(STUDY TEXT Opens)

The authorities in Sri Lanka are under mounting pressure to agree to an independent inquiry into a military operation against Tamil rebels, after a United Nations panel found "credible allegations" that the Government committed war crimes and offences against humanity.
A leaked report by a team established by UN Secretary-General Ban Ki Moon suggests Government troops systematically shelled civilians it had encouraged to gather in so-called "no-fire zones", at hospitals, at the UN's hub, and even close to an area where Red Cross aid workers were coming to collect wounded people from the beach.
It says the Government allowed this even though it knew from its own intelligence the impact of the repeated bombardment.
The panel, which calls for an independent international inquiry, concludes that "tens of thousands" of civilians lost their lives, and that most casualties in the final phases of the war were caused by Government shelling.
It says the Government sought to intimidate and silence the media and its critics, and even resorted to abduction, using "white vans" to make people disappear.

(STUDY TEXT Closes)
(AVAILABLE DATA Opens)

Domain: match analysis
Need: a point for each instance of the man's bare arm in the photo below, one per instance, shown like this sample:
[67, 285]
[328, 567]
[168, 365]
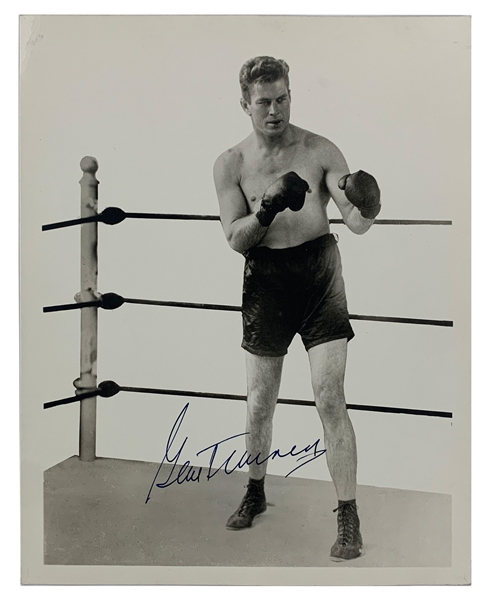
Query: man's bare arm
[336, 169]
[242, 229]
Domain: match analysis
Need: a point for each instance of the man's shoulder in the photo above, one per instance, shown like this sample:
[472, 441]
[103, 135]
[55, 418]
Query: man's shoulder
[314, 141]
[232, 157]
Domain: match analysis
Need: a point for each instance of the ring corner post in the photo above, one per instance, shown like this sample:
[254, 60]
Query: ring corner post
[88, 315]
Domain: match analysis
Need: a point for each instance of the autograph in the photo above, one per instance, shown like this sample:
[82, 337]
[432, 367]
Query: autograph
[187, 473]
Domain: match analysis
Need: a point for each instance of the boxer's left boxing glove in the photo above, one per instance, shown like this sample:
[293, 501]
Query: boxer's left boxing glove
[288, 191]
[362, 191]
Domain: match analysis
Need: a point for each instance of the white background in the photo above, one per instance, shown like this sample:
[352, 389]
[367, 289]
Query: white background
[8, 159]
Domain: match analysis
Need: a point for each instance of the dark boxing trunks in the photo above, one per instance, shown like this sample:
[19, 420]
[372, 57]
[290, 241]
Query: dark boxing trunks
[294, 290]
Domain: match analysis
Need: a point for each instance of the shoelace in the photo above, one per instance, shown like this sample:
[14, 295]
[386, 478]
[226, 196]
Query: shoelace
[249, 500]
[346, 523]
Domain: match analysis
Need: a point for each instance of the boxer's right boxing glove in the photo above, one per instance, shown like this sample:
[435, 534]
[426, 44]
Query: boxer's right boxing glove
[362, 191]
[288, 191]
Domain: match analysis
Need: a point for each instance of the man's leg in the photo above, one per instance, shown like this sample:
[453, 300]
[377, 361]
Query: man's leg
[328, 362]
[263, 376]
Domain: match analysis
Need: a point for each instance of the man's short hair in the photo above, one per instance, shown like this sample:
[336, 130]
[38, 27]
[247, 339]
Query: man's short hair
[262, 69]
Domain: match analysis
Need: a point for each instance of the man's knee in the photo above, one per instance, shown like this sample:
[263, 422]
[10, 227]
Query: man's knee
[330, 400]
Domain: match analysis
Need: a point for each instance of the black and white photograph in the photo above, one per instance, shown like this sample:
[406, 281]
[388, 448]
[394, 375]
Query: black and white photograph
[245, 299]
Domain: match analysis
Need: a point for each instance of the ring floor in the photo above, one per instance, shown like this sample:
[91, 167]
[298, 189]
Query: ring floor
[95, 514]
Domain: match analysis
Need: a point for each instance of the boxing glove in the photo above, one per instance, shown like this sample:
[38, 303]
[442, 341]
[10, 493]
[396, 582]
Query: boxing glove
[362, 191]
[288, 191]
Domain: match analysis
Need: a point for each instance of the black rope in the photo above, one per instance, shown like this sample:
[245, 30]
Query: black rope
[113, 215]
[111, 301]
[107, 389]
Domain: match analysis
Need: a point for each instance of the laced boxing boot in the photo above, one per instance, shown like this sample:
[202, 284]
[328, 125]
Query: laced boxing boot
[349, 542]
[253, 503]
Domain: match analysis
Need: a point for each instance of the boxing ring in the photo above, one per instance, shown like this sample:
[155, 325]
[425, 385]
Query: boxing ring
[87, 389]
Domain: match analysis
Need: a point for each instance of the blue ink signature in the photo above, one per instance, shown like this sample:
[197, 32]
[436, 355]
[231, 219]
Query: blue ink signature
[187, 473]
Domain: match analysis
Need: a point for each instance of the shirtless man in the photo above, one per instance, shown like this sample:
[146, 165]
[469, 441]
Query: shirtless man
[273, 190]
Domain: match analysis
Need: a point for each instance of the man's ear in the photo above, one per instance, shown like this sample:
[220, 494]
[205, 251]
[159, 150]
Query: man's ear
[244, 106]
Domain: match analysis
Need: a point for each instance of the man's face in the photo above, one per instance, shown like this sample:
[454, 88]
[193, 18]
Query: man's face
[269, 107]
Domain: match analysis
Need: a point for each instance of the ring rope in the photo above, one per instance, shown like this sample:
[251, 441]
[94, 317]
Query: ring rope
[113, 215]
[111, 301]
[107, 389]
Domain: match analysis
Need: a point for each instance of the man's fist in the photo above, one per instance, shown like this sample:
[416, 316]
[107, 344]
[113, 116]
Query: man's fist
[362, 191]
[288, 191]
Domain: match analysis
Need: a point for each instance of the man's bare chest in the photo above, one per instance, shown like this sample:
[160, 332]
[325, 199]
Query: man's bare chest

(AVAILABLE DATA Closes)

> INSTRUCTIONS FOR THE TASK
Can you continue the news report on the UN panel's Sri Lanka war crimes findings, picking up right after its sentence about the "white vans"?

> EXERCISE RESPONSE
The report says there is evidence that Tamil rebels also committed war crimes, used civilians as human shields, shot dead those who tried to flee the war zone, and forcibly recruited teenagers to become fighters.
The damning report, parts of which have been leaked to media in Sri Lanka, is likely to be the most comprehensive insight yet into the bloody final stages of the 2009 offensive that crushed the rebel Liberation Tigers of Tamil Eelam and ended a decades-long civil war that had taken more than 70,000 lives.
At the time, there was widespread international criticism of the way the Government had failed to protect Tamil civilians caught in the war zone. But the authorities dismissed this and President Mahinda Rajapaksa was re-elected the following year on the back of his victory over the rebels.
The UN has yet to make public the report or comment on the recommendations of the panel. However, Gordon Weiss, a former spokesman for the UN in Sri Lanka who served in Colombo during the offensive against the Tigers, said the report "damns the Government of Sri Lanka's so-called war on terror, which incidentally killed many thousands of civilians. The Tamil Tigers were equally rotten in their disdain for life".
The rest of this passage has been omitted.